DATA SUPPLIED:
START

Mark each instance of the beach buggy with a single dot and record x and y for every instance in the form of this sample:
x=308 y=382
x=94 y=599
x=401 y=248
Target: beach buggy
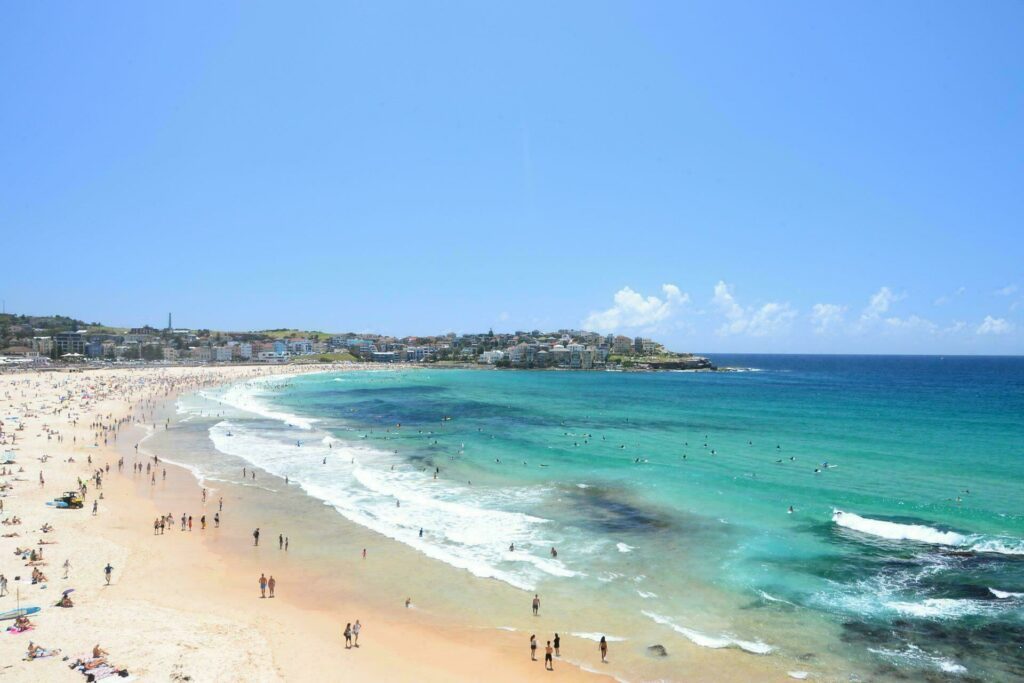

END

EXERCISE TASK:
Copy out every line of the records above word for word, leaving out the pictures.

ANSWER TO THE EXERCISE:
Mark each instance of the beach buggy with a single dot and record x and y for every instance in the form of this sample:
x=308 y=382
x=94 y=599
x=401 y=248
Target: beach buggy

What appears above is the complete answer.